- **Exercise goal**: Each entry should be duplicated exactly, with no line missing.
┌──
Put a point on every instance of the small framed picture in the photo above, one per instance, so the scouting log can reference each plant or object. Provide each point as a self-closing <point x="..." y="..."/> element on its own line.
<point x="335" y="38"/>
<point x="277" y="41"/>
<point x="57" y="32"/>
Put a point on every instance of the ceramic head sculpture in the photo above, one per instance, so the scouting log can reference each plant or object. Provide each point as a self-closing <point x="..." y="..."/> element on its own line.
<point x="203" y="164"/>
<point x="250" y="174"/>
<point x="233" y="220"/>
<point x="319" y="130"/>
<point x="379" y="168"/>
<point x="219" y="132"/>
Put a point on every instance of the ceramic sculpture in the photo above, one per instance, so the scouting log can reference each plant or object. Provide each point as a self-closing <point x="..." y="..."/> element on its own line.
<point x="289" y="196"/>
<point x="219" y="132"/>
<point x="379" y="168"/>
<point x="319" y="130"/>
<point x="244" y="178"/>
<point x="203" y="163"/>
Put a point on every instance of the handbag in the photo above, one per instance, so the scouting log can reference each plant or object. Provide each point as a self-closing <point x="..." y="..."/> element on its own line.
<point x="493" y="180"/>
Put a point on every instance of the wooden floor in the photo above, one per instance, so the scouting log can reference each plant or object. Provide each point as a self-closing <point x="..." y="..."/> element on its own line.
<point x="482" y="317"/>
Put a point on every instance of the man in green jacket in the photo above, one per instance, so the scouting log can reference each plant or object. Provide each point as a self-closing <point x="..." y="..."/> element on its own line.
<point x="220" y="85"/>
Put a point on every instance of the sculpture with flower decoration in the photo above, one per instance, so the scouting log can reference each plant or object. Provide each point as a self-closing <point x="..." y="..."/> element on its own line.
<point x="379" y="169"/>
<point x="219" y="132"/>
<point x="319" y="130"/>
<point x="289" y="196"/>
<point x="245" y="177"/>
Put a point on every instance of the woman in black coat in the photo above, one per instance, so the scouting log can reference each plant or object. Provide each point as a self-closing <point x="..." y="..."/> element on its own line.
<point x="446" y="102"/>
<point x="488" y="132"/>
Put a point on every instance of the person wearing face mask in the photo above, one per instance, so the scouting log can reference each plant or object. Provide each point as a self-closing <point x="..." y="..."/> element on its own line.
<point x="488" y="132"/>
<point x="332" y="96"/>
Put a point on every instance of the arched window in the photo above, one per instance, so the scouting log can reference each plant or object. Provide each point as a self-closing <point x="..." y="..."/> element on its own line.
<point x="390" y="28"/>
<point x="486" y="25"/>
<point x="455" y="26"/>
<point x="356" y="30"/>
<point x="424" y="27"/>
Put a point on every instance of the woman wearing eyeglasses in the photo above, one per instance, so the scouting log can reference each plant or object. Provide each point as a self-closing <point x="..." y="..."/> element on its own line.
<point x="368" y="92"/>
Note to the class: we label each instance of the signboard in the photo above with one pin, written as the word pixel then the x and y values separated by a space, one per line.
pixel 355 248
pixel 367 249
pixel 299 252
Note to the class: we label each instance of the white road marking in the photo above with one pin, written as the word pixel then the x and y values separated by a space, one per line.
└──
- **Task output**:
Put a point on every instance of the small framed picture in the photo above, one per instance, so the scouting log can reference each plant or object. Provide each point as a self-closing <point x="..." y="..."/> element on its own line.
<point x="335" y="38"/>
<point x="277" y="41"/>
<point x="57" y="32"/>
Put a point on every instance of the ceramic head sculpture in the photo above, one per instance, so the scouting log can reference each plant or object. Provide each point as a self-closing <point x="..." y="..."/> element on its own line.
<point x="203" y="164"/>
<point x="250" y="174"/>
<point x="233" y="220"/>
<point x="319" y="130"/>
<point x="379" y="168"/>
<point x="219" y="132"/>
Put a point on every instance of the ceramic sculpture in the photo above, one per instance, so the scouting log can reference each plant or object. Provide each point as a self-closing <point x="..." y="..."/> element on its own line.
<point x="289" y="196"/>
<point x="219" y="132"/>
<point x="379" y="168"/>
<point x="319" y="130"/>
<point x="244" y="178"/>
<point x="203" y="163"/>
Put a point on every instance of the handbag in the photo above, one per instance, so the scouting log can reference each plant or object. Provide each point as a self-closing <point x="..." y="..."/> element on its own line.
<point x="493" y="180"/>
Put a point on every instance of the wooden floor in the photo above, one per instance, so the scouting log can reference each plant or object. Provide each point as a self-closing <point x="..." y="..."/> element on its own line.
<point x="482" y="317"/>
Put a point on every instance of the man in green jacket in the photo above, one per instance, so the scouting log can reference each plant or object. Provide each point as a self-closing <point x="..." y="..."/> element on its own line.
<point x="220" y="85"/>
Put a point on every instance of the sculpture with flower decoration in the photo above, one per instance, so the scouting log can reference each plant or object. Provide each point as a self-closing <point x="..." y="..."/> element on its own line.
<point x="379" y="169"/>
<point x="219" y="132"/>
<point x="319" y="130"/>
<point x="289" y="196"/>
<point x="245" y="177"/>
Put a point on every instance of the woman in black coat in the photo above, one per instance, so the scouting log can reference each plant or object. Provide each point as a self-closing <point x="..." y="..."/> element on its own line.
<point x="446" y="102"/>
<point x="488" y="132"/>
Put a point on every instance of the person wearing face mask in the photo above, one per instance, so the scouting log can reference each plant or object. Provide each point as a self-closing <point x="..." y="..."/> element on its own line.
<point x="488" y="132"/>
<point x="332" y="96"/>
Put a point on every instance of the arched window in the photo above, one per instance, so the scouting log can reference each plant or object. Provide each point as a self-closing <point x="..." y="..."/> element on its own line.
<point x="390" y="28"/>
<point x="486" y="25"/>
<point x="455" y="26"/>
<point x="356" y="30"/>
<point x="424" y="27"/>
Put a point on every instance of the woman wearing eyeglasses in the photo above, one per instance, so the scouting log can reference each plant or object. Provide each point as a self-closing <point x="..." y="..."/> element on its own line.
<point x="368" y="92"/>
Note to the class: we label each instance of the signboard in the photo above with one pin, written as the word pixel then the x and y values separated by a space, one per line.
pixel 355 248
pixel 367 249
pixel 299 252
Note to the class: we label each instance of the white road marking in the photo above with one pin, written as the word pixel then the x and y values separated by a space, one per line.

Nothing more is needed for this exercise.